**INPUT MATERIAL:**
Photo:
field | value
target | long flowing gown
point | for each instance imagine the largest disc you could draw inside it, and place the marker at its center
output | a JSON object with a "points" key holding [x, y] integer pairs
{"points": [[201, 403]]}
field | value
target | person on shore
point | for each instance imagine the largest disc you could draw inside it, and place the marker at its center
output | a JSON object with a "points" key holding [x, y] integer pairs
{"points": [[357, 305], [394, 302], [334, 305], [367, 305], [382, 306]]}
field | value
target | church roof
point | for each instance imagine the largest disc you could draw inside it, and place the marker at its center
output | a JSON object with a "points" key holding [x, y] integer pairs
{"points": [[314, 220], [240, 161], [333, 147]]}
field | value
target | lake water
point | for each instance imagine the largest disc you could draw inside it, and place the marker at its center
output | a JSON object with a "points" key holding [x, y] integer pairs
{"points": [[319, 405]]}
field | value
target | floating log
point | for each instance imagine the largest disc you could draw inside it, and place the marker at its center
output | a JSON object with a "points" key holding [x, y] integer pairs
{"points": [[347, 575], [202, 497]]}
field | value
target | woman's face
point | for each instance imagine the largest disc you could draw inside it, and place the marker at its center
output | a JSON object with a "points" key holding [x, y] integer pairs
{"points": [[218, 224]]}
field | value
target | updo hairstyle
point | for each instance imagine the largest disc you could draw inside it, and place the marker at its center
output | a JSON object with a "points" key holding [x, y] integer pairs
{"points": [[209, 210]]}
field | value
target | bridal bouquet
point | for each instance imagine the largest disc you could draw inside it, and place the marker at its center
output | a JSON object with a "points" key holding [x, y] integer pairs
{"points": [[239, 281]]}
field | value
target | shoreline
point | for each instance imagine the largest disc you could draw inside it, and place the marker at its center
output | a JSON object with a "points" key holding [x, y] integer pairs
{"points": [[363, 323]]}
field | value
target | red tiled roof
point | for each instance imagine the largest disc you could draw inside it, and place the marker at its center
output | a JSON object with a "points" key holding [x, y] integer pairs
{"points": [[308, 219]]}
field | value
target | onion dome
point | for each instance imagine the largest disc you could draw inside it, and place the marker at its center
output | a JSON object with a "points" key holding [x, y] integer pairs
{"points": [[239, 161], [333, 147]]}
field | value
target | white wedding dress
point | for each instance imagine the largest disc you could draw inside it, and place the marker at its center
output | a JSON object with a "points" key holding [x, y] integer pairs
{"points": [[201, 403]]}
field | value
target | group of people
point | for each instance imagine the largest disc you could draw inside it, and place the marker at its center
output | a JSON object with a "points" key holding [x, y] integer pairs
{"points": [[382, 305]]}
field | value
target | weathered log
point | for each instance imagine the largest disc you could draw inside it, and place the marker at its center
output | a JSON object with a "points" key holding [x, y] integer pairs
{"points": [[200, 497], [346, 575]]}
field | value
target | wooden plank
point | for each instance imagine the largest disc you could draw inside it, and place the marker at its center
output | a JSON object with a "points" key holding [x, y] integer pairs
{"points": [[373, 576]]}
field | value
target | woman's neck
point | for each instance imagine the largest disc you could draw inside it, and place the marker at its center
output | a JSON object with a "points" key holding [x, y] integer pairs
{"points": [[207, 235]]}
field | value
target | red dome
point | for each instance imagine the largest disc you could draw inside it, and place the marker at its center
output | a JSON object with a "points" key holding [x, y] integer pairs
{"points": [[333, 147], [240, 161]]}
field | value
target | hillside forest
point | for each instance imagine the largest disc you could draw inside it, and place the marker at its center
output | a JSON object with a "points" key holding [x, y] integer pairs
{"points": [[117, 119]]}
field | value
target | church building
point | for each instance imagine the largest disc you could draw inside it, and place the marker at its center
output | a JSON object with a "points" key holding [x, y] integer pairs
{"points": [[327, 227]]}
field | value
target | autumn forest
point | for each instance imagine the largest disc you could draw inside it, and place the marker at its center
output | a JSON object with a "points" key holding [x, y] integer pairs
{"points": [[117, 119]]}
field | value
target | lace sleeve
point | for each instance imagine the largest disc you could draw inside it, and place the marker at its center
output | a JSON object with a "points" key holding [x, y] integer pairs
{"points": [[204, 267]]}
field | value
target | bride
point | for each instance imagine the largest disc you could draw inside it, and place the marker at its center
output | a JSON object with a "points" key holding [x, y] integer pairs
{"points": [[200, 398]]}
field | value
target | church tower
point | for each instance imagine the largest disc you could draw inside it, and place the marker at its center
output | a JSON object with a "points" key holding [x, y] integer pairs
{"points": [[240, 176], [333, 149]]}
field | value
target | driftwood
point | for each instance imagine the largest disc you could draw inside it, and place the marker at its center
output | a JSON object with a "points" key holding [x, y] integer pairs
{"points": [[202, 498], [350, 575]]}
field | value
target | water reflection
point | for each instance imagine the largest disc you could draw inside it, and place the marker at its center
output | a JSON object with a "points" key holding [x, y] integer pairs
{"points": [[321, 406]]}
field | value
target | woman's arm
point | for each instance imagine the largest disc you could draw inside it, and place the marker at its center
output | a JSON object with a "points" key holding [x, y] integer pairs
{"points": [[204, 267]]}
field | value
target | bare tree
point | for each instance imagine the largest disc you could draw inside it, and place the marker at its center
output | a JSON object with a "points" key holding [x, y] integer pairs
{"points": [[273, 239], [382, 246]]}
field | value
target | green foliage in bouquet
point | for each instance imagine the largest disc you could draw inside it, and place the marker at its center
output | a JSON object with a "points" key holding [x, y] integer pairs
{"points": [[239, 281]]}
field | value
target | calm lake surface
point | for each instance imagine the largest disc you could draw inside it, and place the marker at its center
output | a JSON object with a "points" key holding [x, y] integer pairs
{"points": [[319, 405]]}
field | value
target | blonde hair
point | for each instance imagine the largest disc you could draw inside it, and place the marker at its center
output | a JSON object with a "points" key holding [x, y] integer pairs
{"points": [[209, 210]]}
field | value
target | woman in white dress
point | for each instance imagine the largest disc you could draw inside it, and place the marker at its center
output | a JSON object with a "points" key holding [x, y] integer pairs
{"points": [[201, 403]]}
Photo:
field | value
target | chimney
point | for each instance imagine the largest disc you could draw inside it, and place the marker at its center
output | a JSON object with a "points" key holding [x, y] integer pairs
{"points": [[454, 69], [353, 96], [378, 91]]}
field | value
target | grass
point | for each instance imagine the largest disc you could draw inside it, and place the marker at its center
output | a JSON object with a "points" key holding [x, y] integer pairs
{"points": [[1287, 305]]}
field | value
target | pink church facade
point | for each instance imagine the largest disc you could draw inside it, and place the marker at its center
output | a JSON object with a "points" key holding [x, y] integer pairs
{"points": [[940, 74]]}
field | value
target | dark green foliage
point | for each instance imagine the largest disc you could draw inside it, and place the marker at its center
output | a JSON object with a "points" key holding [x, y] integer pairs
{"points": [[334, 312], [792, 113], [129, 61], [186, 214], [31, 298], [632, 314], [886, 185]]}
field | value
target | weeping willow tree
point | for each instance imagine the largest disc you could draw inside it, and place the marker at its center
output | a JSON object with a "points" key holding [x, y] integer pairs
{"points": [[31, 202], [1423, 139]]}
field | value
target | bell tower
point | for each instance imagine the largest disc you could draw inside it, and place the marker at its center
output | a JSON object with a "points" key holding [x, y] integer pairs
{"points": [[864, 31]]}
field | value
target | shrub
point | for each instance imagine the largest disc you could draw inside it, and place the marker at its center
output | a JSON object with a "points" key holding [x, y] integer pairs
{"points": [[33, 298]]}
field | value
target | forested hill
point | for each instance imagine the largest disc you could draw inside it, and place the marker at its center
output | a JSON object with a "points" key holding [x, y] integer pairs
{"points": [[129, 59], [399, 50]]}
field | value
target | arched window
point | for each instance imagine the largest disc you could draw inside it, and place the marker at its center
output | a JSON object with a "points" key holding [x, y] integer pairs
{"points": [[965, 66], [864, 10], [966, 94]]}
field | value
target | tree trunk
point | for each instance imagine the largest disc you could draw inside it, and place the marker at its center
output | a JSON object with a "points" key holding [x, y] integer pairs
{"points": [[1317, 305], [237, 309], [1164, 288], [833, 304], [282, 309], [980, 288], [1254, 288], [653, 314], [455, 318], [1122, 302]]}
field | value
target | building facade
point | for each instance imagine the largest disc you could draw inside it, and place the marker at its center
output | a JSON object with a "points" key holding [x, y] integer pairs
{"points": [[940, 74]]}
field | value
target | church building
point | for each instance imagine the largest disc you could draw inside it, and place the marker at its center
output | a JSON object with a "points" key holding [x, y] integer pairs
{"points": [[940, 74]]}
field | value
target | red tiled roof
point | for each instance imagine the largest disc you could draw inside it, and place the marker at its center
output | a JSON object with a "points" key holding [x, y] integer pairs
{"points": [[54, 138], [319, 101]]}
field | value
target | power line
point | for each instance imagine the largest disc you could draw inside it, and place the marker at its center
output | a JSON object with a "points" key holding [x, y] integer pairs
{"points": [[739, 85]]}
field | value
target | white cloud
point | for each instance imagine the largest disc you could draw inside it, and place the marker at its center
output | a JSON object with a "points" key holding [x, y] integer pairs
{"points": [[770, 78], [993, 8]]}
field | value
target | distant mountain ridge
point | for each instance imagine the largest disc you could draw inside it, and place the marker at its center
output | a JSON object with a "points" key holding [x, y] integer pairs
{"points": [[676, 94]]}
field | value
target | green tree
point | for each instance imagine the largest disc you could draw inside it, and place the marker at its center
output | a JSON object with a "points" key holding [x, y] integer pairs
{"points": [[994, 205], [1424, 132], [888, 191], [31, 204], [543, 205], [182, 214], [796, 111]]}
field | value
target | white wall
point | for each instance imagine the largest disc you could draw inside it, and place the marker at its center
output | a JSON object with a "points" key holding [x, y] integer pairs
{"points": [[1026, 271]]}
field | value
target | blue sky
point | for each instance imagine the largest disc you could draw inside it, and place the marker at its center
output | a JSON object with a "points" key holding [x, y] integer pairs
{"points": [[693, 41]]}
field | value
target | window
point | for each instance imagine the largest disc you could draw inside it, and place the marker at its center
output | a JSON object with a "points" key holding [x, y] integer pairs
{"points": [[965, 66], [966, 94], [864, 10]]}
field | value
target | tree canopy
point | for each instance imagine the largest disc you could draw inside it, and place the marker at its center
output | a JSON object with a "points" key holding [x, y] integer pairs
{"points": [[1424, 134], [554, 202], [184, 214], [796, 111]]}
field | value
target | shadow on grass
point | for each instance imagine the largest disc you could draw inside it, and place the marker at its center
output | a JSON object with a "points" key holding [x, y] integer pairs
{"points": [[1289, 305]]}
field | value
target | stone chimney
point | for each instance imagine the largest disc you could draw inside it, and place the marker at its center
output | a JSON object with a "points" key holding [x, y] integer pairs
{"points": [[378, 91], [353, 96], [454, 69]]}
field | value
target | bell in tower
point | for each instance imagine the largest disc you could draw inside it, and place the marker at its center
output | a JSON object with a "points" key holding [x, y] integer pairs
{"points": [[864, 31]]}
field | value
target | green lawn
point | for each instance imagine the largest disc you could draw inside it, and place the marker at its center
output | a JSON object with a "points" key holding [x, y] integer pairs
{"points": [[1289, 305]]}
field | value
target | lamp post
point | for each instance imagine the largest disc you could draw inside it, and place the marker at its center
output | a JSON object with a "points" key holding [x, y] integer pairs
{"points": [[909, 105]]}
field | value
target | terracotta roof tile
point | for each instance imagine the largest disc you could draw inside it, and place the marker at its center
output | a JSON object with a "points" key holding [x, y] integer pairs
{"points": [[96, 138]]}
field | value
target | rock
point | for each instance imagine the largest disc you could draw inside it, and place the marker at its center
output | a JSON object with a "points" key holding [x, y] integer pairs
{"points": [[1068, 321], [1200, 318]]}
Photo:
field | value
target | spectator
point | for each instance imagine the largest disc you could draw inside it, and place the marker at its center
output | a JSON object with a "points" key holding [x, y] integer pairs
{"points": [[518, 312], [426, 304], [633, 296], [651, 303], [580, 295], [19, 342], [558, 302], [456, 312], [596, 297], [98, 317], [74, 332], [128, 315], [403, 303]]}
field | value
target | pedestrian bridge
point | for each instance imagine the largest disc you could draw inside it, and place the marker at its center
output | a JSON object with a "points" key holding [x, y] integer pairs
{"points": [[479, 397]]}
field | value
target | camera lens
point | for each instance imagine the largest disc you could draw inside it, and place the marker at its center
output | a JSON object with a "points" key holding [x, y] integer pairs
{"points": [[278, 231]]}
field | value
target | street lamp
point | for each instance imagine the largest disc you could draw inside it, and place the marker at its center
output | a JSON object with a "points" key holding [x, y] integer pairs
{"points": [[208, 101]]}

**TASK DETAILS:**
How many lines of the rows above contain the word "green"? Case counts, and give only the number.

**EXERCISE RESULT:**
4